## Passage
Collins wants to curb health care costs. She was front and center helping Democrats pass President Barack Obama’s economic stimulus plan, but only after working to scale back costs.

In a national GOP ruled by Southern and Western conservatives, Snowe and Collins stand out. Along with retiring New Hampshire Sen. Judd Gregg, they are the only New England Republicans left in Congress.

The ranks of Northeast Republicans have thinned since the 1960s when social conservatives overtook the party’s more moderate Eastern establishment, so-called Rockefeller Republicans.

The point was driven home recently in upstate New York where a moderate GOP nominee dropped out of a special House race after prominent conservatives backed her Conservative Party rival. It underscored the bitter GOP fight — often pitting the party’s energized conservative base against its leaders — over whether there’s room for moderates in the party.

## Dataset records
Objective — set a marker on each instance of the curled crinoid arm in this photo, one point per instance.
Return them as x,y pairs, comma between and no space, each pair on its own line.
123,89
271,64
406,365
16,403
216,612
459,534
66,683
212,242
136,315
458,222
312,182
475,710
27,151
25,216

## Task requirements
According to the passage about Northeast Republicans, who are the only New England Republicans left in Congress? The listing has nothing to do with the passage.

## Written reply
Snowe, Collins and retiring New Hampshire Sen. Judd Gregg.